What is needed - If an entry contains a picture, omit that picture and transcribe everything else exactly.

Given records -
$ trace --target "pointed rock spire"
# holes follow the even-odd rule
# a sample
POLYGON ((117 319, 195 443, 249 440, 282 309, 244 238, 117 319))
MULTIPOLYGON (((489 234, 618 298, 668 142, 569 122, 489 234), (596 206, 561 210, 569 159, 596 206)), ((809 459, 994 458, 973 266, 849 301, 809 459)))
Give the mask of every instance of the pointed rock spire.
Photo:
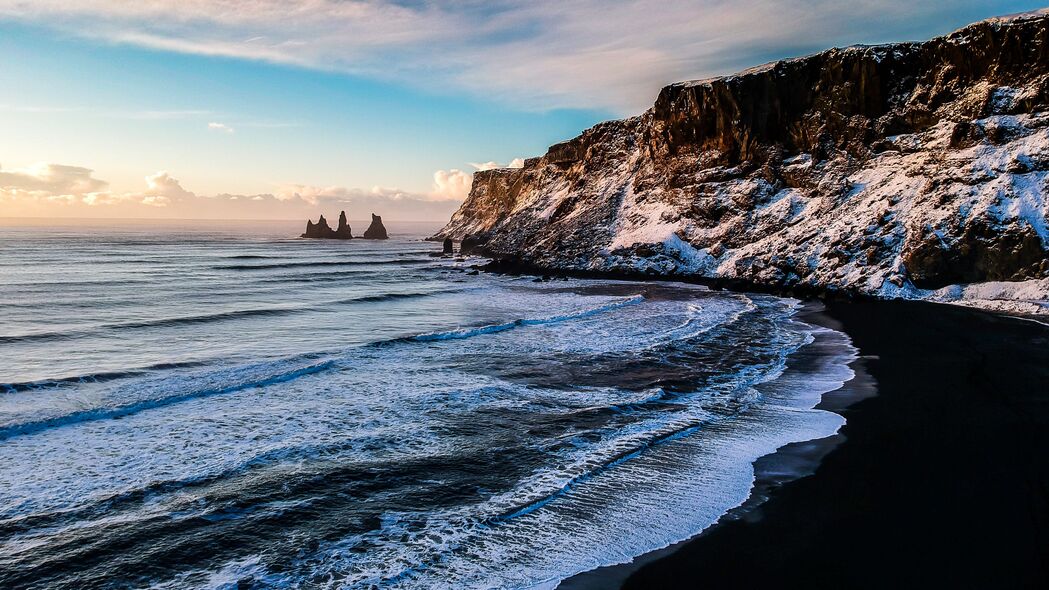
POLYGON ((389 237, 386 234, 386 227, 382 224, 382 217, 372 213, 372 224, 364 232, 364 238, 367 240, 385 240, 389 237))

Answer to the problem -
$ trace --target "pointed rock spire"
# holes follow the even-odd rule
# a sample
POLYGON ((117 319, 195 443, 249 440, 282 309, 244 238, 117 319))
MULTIPOLYGON (((489 234, 618 298, 668 142, 569 122, 489 234), (596 206, 561 210, 569 159, 596 206)), ((809 459, 994 458, 973 266, 849 301, 809 459)))
Give the mask of every instance of the pointed rock spire.
Photo:
POLYGON ((389 237, 386 234, 386 227, 382 224, 382 217, 372 213, 372 224, 364 232, 364 238, 367 240, 385 240, 389 237))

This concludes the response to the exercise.